Extract provided:
## begin

White Versus Mexican Immigrants by E.M.

I’m white. I’ve never been made fun of for my color of skin. Even though I am an immigrant, people don’t know until I tell them. Because of the color of my skin.

A lot of the people I work with are Mexican-Americans. They were either born in the United States or they came here legally. One of my co-workers Edgar explains what it’s like being Mexican-American in the United States.“Yeah, sometimes the police still ask me for my papers because of the way I look. I’m legal but people don’t believe me because I’m Mexican.” If you live in America and you are originally from a different country or if you were born here and your skin is a different color you could have disadvantages.

If you look different than the general population then you will have problems.

People with different colored skin are discriminated against. Especially since Donald Trump is president, people are using that as an excuse to say racially charged things. Edgar also said “Since Donald Trump is in office it makes it a lot less safe for people like me to walk the streets without being questioned or people yelling hateful things.” People who look racially different are afraid to walk the streets because they fear that hate crimes will be committed against them.

## end

Answer these questions from the essay on white versus Mexican immigrants:
(a) When do people find out that the writer is an immigrant?
(b) What do the police sometimes ask Edgar for?
(c) According to Edgar, what has made it less safe for people like him to walk the streets?

[Rows from a pointing dataset]
## begin

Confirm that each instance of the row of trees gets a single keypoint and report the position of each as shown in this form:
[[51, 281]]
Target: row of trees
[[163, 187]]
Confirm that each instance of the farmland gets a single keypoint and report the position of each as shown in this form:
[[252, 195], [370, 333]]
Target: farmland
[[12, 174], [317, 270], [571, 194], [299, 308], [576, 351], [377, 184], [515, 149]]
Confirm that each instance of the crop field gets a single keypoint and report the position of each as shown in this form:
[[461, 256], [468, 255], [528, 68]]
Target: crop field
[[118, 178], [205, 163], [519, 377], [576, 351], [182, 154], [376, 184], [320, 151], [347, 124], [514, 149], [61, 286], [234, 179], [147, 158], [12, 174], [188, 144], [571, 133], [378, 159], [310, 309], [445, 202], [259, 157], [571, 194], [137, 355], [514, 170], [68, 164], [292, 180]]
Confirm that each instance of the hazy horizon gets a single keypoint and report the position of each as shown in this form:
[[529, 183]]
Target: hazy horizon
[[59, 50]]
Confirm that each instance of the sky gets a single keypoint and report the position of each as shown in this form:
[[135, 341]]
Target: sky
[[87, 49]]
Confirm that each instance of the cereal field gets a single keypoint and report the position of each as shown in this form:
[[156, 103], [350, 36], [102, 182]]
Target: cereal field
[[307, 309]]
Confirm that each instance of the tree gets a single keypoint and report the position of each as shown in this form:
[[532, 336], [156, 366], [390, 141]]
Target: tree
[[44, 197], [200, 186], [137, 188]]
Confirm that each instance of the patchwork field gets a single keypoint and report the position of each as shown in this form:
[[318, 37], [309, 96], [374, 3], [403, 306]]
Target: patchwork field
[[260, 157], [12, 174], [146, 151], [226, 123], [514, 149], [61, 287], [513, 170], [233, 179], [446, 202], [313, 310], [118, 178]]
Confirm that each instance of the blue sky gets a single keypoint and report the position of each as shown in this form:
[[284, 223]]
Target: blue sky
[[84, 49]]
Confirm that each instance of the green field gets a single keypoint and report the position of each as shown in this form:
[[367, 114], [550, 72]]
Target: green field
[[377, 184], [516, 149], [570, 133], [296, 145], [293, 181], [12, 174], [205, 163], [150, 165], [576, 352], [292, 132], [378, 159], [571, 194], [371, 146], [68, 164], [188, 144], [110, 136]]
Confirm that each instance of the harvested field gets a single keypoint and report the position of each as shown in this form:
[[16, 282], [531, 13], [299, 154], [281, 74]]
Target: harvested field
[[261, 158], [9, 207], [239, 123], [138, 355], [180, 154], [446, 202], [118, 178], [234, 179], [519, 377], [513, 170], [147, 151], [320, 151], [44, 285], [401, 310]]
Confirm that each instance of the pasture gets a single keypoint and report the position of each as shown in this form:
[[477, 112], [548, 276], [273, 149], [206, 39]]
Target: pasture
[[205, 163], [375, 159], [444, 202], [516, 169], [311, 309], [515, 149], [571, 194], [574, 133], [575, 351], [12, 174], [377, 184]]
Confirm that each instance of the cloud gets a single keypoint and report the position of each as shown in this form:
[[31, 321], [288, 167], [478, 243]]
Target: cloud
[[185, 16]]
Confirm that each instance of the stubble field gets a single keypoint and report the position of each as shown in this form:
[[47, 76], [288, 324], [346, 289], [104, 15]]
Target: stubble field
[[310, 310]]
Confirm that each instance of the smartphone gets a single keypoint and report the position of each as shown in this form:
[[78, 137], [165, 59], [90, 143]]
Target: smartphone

## end

Problem solution:
(a) Only when the writer tells them.
(b) His papers.
(c) Donald Trump being in office.